TASK DETAILS - Continue the notes on formally proving qemu's Range code with Frama-C from the point where they stop.

2020-frama-c/notes.txt

   1 16th Nov 2020
   2 Formally proving tiny bits of qemu using Frama-C
   3
   4 [in medias res]
   5
   6 In early October I was talking to one of the developers of Frama-C,
   7 which is a modular framework for verifying C programs.  It's been on
   8 my radar to learn for a long time, and I'm a co-maintainer of the
   9 package in Fedora.  I tried to follow one tutorial but never really
  10 got past installation and UI issues.  But the developer pointed me to
  11 a very good, short set of blog postings about using the command line
  12 tool.
  13
  14 I will provide links to tutorials etc at the end.
  15
  16 I decided to spend a day or two seeing if I could formally prove some
  17 production code inside qemu, and I arbitrarily picked one of the
  18 smallest pieces of code in the "util/" subdirectory:
  19
  20   $ wc -l util/*.c | sort -nr | tail -20
  21
  22 Actually there are two files:
  23
  24   $ ls -l util/range.c include/qemu/range.h
  25
  26 This is what the Range type looks like.  This is the complete
  27 definition upstream, with comments which are supposed to explain how
  28 it works:
  29
  30   /*
  31    * Operations on 64 bit address ranges.
  32    * Notes:
  33    * - Ranges must not wrap around 0, but can include UINT64_MAX.
  34    */
  35   struct Range {
  36       /*
  37        * Do not access members directly, use the functions!
  38        * A non-empty range has @lob <= @upb.
  39        * An empty range has @lob == @upb + 1.
  40        */
  41       uint64_t lob;        /* inclusive lower bound */
  42       uint64_t upb;        /* inclusive upper bound */
  43   };
  44   typedef struct Range Range;
  45
  46   +-----------+-----------+------------- - - - - -
  47   |           |           |
  48   +-----------+-----------+------------- - - - - -
  49                ^         ^
  50               lob ----- upb
  51
  52 Using the tutorial as my guide I wrote some simple predicates, a
  53 "predicate" being a statement which can be true or false:
  54
  55        * A non-empty range has @lob <= @upb.
  56        * An empty range has @lob == @upb + 1.
  57
  58   /*@
  59     predicate valid_range(struct Range range) =
  60       range.lob <= range.upb + 1;
  61
  62     predicate empty_range(struct Range range) =
  63       range.lob == range.upb + 1;
  64   */
  65
  66 Notice a few things here:
  67
  68  - These are statements written in a formal language.
  69
  70  - I'm using structs directly from the C code.
  71
  72  - The comments in the upstream code translate into predicates.
  73
  74 The first upstream function is:
  75
  76   /* Is range empty? */
  77   static inline bool range_is_empty(const Range *range)
  78   {
  79       return range->lob > range->upb;
  80   }
  81
  82 and using the predicates we can write a specification:
  83
  84   /* Is range empty? */
  85   /*@
  86     requires \valid_read(range);
  87     requires valid_range(*range);
  88     assigns \nothing;
  89     ensures \result <==> empty_range(*range);
  90    */
  91   static inline bool range_is_empty(const Range *range)

DATA SECTION -
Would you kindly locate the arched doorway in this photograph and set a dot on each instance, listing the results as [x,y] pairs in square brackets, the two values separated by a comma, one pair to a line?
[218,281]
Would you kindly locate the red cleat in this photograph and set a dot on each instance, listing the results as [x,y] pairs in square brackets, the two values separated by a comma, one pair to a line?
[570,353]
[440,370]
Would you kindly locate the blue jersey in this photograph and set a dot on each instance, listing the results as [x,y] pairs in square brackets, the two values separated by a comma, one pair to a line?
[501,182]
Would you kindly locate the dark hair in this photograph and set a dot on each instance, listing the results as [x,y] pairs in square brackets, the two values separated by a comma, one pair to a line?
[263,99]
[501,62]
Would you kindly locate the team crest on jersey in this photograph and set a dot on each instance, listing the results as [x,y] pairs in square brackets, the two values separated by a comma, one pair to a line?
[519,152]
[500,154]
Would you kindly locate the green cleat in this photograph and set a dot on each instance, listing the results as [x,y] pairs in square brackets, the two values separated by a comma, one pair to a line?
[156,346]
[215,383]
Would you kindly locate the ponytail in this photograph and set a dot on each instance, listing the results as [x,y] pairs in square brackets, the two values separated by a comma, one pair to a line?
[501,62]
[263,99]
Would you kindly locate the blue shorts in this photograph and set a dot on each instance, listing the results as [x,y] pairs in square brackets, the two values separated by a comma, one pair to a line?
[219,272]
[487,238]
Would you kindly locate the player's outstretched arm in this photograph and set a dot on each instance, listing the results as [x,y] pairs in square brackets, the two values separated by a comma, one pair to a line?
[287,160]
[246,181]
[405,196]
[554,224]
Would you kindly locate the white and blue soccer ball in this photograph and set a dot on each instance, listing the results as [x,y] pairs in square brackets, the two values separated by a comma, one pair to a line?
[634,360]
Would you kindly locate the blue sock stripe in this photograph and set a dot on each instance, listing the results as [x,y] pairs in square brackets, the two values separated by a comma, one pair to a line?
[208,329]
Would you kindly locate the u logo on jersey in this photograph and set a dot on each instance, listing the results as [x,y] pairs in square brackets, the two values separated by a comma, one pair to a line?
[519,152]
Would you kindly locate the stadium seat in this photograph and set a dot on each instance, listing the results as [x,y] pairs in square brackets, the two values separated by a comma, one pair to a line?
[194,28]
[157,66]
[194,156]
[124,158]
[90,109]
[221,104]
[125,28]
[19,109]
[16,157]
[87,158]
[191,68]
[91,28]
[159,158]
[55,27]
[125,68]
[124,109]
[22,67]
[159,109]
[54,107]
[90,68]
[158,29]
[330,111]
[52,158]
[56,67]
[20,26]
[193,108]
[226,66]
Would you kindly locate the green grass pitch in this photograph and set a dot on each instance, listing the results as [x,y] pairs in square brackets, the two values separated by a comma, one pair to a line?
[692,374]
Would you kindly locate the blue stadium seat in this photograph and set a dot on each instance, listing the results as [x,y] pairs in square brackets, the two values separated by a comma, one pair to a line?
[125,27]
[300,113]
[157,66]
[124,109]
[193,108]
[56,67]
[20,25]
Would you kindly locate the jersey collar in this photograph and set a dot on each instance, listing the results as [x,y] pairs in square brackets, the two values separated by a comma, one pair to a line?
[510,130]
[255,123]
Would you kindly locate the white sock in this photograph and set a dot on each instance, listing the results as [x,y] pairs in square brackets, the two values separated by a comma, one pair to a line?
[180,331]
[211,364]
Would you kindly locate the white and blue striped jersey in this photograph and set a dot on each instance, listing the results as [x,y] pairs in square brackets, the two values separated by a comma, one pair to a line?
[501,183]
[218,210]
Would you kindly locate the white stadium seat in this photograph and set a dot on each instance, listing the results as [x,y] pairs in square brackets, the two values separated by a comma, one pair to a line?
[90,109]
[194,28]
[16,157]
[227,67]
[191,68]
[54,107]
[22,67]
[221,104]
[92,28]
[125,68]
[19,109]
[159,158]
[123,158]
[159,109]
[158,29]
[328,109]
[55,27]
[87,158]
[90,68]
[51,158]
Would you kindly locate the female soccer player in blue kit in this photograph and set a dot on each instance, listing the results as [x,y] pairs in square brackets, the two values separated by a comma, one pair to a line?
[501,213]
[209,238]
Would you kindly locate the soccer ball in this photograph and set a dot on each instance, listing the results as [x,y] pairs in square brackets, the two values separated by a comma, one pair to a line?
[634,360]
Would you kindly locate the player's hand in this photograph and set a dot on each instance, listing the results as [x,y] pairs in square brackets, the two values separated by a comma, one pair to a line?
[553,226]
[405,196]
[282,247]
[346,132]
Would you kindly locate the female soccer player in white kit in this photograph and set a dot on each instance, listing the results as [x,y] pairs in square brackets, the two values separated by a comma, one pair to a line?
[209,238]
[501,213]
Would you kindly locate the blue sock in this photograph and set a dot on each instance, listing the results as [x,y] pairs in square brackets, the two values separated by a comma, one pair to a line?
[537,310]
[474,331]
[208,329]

* * *

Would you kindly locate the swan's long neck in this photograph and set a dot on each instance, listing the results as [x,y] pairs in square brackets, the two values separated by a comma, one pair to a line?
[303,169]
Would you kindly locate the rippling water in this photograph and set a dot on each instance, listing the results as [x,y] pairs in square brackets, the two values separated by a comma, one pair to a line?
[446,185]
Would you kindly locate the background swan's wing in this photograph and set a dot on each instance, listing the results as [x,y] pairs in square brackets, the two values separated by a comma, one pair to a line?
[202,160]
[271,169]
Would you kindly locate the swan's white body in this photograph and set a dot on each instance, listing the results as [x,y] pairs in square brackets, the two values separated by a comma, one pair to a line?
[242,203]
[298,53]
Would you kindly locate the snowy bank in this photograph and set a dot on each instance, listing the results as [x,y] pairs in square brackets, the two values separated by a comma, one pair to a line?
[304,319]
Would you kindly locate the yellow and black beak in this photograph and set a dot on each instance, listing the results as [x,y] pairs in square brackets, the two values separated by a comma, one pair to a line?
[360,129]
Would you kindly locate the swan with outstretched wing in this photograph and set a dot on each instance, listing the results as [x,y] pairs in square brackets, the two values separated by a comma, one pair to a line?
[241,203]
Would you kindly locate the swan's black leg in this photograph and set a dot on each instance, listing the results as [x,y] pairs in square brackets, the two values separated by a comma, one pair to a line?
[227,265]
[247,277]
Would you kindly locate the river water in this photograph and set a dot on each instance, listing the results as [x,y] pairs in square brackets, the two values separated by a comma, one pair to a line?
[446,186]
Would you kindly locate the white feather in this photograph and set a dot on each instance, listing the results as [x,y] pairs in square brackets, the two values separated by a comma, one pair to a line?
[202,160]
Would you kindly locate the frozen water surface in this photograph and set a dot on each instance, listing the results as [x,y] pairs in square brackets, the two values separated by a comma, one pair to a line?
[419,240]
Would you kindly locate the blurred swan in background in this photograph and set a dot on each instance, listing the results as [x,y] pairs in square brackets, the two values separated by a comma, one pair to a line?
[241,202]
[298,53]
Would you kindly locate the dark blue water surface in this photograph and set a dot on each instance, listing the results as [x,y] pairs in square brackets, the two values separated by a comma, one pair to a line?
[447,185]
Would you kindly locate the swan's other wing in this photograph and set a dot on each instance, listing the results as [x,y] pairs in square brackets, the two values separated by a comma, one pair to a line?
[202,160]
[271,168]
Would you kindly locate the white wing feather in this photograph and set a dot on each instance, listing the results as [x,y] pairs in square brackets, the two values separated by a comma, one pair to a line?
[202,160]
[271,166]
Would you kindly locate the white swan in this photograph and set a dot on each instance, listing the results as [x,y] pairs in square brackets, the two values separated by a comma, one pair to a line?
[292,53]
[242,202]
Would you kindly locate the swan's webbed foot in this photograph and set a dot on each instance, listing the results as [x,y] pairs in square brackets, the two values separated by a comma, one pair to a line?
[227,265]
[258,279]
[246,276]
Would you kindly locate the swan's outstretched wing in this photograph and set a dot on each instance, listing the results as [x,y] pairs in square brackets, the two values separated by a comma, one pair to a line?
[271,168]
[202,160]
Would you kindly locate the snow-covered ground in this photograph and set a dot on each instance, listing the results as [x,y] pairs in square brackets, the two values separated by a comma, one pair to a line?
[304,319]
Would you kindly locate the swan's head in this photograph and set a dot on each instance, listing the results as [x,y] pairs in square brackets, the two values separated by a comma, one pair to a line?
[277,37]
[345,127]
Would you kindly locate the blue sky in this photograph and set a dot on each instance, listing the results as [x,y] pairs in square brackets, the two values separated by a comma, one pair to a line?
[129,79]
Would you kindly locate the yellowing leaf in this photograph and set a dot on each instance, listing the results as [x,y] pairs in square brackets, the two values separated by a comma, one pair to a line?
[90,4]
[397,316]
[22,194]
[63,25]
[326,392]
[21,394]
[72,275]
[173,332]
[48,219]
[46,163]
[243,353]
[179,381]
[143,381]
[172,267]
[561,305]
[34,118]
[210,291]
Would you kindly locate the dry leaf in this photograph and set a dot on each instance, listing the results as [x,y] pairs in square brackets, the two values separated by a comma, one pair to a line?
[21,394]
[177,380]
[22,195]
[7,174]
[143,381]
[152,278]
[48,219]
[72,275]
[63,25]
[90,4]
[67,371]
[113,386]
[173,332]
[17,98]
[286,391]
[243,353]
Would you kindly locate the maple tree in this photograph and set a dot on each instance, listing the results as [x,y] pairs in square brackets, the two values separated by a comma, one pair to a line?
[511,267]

* * *

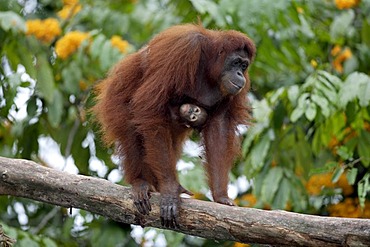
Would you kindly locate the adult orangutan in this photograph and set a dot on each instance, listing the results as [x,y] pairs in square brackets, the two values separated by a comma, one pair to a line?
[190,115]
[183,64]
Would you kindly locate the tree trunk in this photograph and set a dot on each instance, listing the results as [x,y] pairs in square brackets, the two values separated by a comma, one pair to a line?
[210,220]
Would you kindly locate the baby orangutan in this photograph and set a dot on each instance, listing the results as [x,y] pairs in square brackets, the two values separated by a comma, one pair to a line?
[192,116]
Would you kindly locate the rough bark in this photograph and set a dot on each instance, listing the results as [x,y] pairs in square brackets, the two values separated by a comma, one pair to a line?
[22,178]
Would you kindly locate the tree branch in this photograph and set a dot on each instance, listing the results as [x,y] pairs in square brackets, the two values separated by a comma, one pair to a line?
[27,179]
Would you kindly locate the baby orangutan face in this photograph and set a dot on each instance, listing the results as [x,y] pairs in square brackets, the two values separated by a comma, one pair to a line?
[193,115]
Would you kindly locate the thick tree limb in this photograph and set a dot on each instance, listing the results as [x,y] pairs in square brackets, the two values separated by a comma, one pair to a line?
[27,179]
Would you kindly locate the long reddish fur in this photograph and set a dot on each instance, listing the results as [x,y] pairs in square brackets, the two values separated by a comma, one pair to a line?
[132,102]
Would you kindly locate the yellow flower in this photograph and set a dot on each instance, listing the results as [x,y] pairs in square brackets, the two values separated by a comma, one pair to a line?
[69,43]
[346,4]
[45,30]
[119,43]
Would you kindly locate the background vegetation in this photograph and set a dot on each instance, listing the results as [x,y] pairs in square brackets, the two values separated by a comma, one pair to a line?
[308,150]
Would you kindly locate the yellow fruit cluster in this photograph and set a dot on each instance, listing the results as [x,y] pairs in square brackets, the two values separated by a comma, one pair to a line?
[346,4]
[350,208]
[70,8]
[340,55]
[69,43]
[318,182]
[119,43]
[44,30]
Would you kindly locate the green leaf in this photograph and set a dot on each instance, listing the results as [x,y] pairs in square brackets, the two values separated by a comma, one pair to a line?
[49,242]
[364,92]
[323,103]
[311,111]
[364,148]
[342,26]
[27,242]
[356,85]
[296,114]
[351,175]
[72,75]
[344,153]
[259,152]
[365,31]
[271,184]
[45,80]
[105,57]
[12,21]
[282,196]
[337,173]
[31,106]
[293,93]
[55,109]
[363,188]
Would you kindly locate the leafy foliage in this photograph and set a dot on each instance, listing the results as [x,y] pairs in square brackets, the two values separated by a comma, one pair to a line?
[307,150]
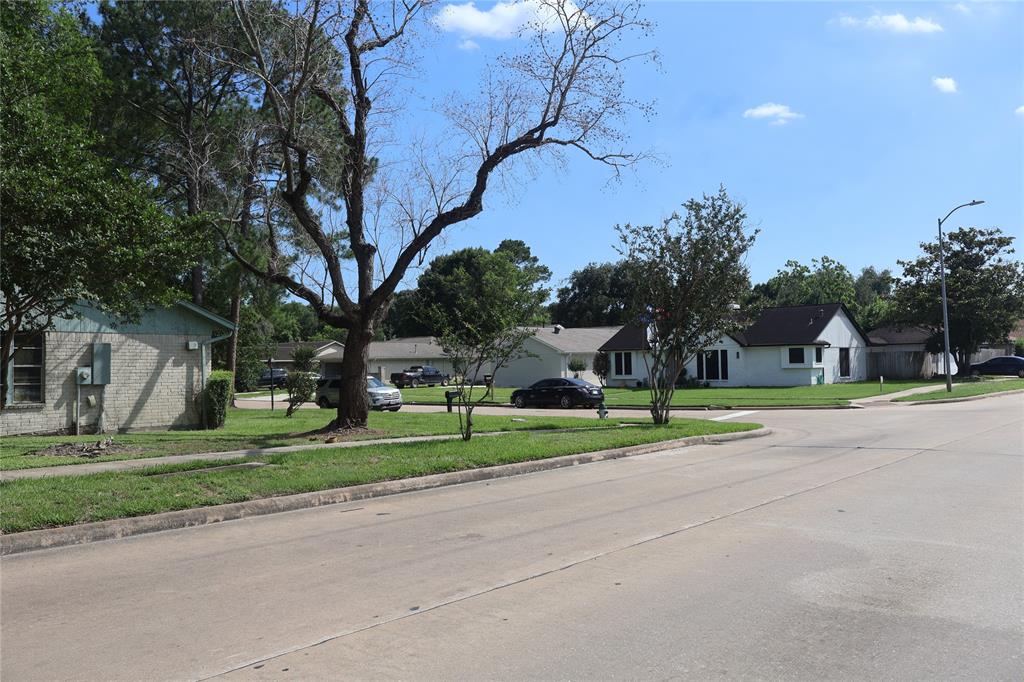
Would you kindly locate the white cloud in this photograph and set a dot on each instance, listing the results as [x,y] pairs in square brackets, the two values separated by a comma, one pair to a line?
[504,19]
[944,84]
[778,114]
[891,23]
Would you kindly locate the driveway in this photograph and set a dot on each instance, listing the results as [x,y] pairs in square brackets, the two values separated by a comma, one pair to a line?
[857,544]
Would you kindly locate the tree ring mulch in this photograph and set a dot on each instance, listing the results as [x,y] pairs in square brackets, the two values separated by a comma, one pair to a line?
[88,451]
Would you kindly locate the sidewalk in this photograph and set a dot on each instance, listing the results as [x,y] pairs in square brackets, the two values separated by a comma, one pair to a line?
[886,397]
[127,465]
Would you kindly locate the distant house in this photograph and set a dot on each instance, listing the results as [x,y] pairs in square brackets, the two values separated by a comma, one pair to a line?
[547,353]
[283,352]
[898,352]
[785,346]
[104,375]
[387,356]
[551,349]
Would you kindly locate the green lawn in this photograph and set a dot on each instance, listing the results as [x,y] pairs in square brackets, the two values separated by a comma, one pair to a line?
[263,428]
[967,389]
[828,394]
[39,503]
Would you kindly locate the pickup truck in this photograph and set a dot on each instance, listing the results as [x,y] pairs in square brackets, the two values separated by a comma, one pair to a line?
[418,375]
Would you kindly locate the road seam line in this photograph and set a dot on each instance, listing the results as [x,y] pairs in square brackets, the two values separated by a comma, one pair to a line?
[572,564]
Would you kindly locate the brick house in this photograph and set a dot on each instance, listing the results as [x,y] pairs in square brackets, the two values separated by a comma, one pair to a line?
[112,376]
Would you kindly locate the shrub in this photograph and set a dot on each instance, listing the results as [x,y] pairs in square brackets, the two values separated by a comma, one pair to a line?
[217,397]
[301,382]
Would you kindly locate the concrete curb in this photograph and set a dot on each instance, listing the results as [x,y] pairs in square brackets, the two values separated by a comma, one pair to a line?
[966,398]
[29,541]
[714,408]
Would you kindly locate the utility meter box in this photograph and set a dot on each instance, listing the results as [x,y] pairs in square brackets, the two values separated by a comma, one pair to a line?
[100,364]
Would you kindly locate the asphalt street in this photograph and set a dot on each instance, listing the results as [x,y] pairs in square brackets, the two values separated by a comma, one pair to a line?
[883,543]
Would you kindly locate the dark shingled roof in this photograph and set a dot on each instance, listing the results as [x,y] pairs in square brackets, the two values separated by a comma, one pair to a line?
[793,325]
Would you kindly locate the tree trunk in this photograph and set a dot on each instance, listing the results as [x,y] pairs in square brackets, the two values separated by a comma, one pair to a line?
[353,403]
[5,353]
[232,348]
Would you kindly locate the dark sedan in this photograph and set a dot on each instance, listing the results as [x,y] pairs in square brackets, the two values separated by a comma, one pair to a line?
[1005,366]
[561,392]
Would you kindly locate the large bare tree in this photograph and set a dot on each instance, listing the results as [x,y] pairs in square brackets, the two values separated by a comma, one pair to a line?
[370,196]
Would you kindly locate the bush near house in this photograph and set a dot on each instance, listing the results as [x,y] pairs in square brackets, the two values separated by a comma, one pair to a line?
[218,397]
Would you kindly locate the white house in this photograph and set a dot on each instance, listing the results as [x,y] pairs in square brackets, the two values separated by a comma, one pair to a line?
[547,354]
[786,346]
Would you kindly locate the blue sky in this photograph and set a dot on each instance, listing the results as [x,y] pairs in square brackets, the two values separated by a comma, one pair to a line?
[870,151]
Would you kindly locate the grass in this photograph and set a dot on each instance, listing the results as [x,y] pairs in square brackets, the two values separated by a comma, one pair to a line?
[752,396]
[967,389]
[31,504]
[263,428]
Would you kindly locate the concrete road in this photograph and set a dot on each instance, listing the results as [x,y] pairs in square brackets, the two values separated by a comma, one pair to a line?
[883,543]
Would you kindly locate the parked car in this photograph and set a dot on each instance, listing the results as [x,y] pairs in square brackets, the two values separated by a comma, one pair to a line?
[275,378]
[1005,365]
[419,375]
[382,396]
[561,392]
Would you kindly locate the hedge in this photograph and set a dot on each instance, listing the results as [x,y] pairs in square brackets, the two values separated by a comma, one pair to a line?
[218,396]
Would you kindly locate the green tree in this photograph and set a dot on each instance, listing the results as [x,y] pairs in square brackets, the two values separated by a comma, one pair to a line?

ANSWER FOR THE TASK -
  92   {
  93       return range->lob > range->upb;
  94   }
  95
  96 And we can compile and prove that:
  97
  98   $ frama-c -wp -wp-rte snippets/range_is_empty.c
  99
 100 Frama-C parsed the C code and the formal specification and machine
 101 checked it, and it's correct - the code is bug-free.
 102
 103 = OVERVIEW OF FRAMA-C ECOSYSTEM =
 104
 105
 106 XXX Modular Framework for analysis of C
 107
 108 XXX Take some slides from David Mentre's presentation.
 109
 110 XXX Explain which companies are using Frama-C.
 111
 112 XXX WP plugin
 113
 114 XXX ACSL language
 115
 116
 117
 118 = BACK TO RANGE.C =
 119
 120 Going back to what we proved so far:
 121
 122   /*@
 123     predicate valid_range(struct Range range) =
 124       range.lob <= range.upb + 1;
 125
 126     predicate empty_range(struct Range range) =
 127       range.lob == range.upb + 1;
 128   */
 129
 130   /* Is range empty? */
 131   /*@
 132     requires \valid_read(range);
 133     requires valid_range(*range);
 134     assigns \nothing;
 135     ensures \result <==> empty_range(*range);
 136    */
 137   static inline bool range_is_empty(const Range *range)
 138   {
 139       return range->lob > range->upb;
 140   }
 141
 142   $ frama-c -wp -wp-rte snippets/range_is_empty.c
 143   XXX OUTPUT OF FRAMA-C XXX
 144
 145 The "@"-comments are ACSL.  The C code is parsed by Frama-C into an
 146 abstract syntax tree.  We told Frama-C to apply the WP plugin.  The
 147 specification and C code were translated into first-order logic
 148 statements and passed to the Alt-Ergo SMT prover to see if it could
 149 find a Proof Obligation (PO).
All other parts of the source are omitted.